* [CUPLIKAN DOKUMEN]
:::::

Laporan Untung Widyanto
Emil Salim sarankan minus karbon, agar tak terjadi neraka di dunia.
Profesor Emil Salim langsung menggebrak acara Indonesia Net-Zero Summit 2021 yang diadakan secara daring oleh Foreign Policy Community of Indonesia pada Selasa, 20 April 2021. Menteri Lingkungan Hidup yang pertama itu mengusulkan Indonesia menerapkan net-zero emission (NZE) yang negatif atau negative zero emission atau minus karbon.
Emil mengutip prediksi para ilmuwan yang menjelaskan bahwa jika tidak dilakukan upaya luar biasa saat ini untuk menurunkan emisi gas-gas rumah kaca (GRK) maka tahun 2050 suhu Bumi akan naik antara 1,5 hingga 3 derajat Celsius. Lalu pada tahun 2100 suhu Bumi bakal naik 4-8 derajat Celsius.
Berarti anak, cucu kita yang kini berusia 5 tahun saat itu berumur 80 tahunan akan menghadapi kenaikan suhu Bumi yang luar biasa.
“Mungkin ini neraka di dunia. Banyak makhluk hidup bakal mati. Tumbuhan dan hewan tak bisa bertahan, manusia tak punya kemampuan untuk melakukan substitusi alam dengan teknologi. Ini semacam kiamat di muka Bumi. Jadi zero dan negatif emisi pada saat ini merupakan keharusan,” kata Emil, mantan Menteri Lingkungan Hidup pada 1978 sampai 1993.
Menurut Emil Salim, Presiden Joko Widodo dan para pemimpin di dunia harus memutuskan target penurunan emisi jangka panjang. Putusan dari pilihan yang ada bakal berakibat fatal bagi penduduk yang hidup di masa depan.

:::::

(Entri dari sumber data)
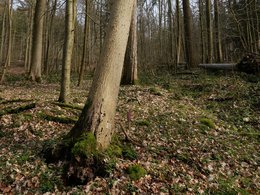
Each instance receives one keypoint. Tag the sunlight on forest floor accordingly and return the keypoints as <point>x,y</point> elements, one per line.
<point>199,134</point>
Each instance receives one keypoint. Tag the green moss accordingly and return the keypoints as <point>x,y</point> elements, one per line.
<point>155,91</point>
<point>129,153</point>
<point>114,151</point>
<point>59,119</point>
<point>47,182</point>
<point>143,123</point>
<point>207,122</point>
<point>135,172</point>
<point>2,134</point>
<point>86,146</point>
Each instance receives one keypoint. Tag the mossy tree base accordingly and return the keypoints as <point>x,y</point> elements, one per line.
<point>82,161</point>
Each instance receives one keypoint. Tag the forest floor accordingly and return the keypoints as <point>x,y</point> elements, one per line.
<point>198,133</point>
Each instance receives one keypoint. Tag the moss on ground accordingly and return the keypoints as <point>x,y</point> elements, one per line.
<point>135,172</point>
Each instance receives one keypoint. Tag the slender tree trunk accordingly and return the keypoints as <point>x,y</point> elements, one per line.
<point>9,45</point>
<point>188,33</point>
<point>85,45</point>
<point>129,76</point>
<point>49,35</point>
<point>202,42</point>
<point>171,57</point>
<point>68,49</point>
<point>99,112</point>
<point>219,57</point>
<point>178,32</point>
<point>27,60</point>
<point>209,31</point>
<point>3,35</point>
<point>36,55</point>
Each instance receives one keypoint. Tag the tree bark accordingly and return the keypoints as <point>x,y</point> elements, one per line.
<point>9,44</point>
<point>129,76</point>
<point>219,57</point>
<point>178,32</point>
<point>67,50</point>
<point>209,31</point>
<point>99,111</point>
<point>36,55</point>
<point>188,33</point>
<point>85,45</point>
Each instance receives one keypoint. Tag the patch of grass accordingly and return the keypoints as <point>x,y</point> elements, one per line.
<point>135,172</point>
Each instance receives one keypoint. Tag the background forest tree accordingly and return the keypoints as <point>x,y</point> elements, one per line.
<point>221,31</point>
<point>67,126</point>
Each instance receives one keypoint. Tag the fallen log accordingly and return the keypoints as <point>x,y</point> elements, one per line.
<point>64,105</point>
<point>219,66</point>
<point>58,119</point>
<point>17,110</point>
<point>249,64</point>
<point>14,101</point>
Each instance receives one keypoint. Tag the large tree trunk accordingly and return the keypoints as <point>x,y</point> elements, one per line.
<point>178,32</point>
<point>9,45</point>
<point>36,55</point>
<point>68,49</point>
<point>99,111</point>
<point>48,37</point>
<point>130,64</point>
<point>188,33</point>
<point>85,51</point>
<point>209,31</point>
<point>217,32</point>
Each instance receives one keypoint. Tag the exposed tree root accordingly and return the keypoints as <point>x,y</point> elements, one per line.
<point>13,101</point>
<point>17,110</point>
<point>58,119</point>
<point>64,105</point>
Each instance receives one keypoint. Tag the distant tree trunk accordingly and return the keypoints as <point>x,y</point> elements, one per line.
<point>217,32</point>
<point>49,35</point>
<point>129,76</point>
<point>160,29</point>
<point>85,45</point>
<point>68,49</point>
<point>202,30</point>
<point>9,45</point>
<point>28,49</point>
<point>209,31</point>
<point>3,35</point>
<point>178,32</point>
<point>188,33</point>
<point>36,55</point>
<point>171,57</point>
<point>99,111</point>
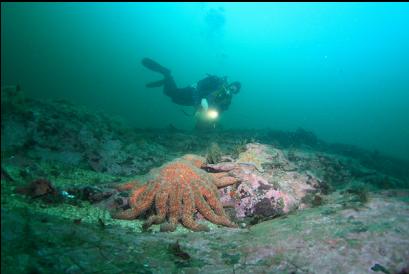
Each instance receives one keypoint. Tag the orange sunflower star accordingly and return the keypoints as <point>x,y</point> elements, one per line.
<point>178,190</point>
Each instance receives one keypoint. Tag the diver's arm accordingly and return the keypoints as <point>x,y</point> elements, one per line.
<point>204,104</point>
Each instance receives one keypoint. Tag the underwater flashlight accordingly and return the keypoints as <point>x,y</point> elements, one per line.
<point>212,114</point>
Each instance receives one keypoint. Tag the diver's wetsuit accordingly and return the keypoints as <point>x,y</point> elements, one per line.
<point>189,96</point>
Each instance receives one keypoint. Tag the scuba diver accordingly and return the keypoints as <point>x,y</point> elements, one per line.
<point>210,96</point>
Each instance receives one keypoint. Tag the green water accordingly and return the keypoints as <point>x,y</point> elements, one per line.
<point>338,69</point>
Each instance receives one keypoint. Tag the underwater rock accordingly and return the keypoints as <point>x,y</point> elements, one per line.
<point>268,187</point>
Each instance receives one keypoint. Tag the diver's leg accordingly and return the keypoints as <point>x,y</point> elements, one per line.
<point>155,66</point>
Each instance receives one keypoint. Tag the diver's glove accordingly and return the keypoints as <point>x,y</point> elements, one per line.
<point>204,104</point>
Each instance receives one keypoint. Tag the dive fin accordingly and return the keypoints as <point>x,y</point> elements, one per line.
<point>155,84</point>
<point>154,66</point>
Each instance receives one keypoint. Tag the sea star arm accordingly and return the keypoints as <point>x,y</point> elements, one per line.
<point>139,206</point>
<point>161,205</point>
<point>175,202</point>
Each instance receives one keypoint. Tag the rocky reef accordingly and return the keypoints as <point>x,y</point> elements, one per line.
<point>298,201</point>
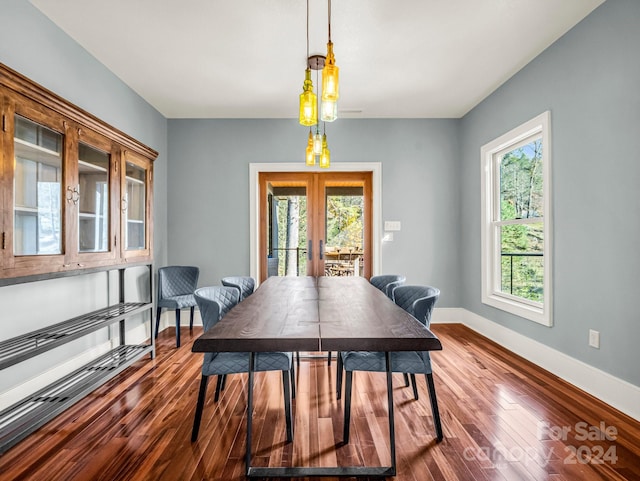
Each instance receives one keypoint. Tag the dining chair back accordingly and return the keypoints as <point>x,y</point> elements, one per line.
<point>244,284</point>
<point>214,303</point>
<point>387,282</point>
<point>418,301</point>
<point>176,285</point>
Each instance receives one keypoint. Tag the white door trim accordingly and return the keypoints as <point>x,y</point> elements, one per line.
<point>254,203</point>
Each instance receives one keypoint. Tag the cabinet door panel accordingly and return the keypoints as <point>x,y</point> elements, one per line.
<point>136,207</point>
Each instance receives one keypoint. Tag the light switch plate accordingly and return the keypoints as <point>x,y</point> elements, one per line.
<point>392,225</point>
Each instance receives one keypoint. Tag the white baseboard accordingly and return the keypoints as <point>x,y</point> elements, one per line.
<point>614,391</point>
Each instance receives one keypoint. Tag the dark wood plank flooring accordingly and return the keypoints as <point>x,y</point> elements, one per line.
<point>504,419</point>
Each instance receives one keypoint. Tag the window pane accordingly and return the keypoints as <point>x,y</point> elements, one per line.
<point>522,260</point>
<point>521,182</point>
<point>37,189</point>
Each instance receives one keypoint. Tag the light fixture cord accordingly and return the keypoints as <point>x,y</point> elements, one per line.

:::::

* [SOAL LATIHAN]
A. Sebutkan semua angka tahun yang muncul dalam laporan tentang usulan minus karbon dari Emil Salim.
B. Terjemahkan kalimat dari laporan tentang Emil Salim ini ke dalam bahasa Inggris: "Menurut Emil Salim, Presiden Joko Widodo dan para pemimpin di dunia harus memutuskan target penurunan emisi jangka panjang."

* [HASIL JAWABAN]
A. 2021, 2050, 2100, 1978, 1993

B. According to Emil Salim, President Joko Widodo and world leaders must decide on a long-term emissions reduction target.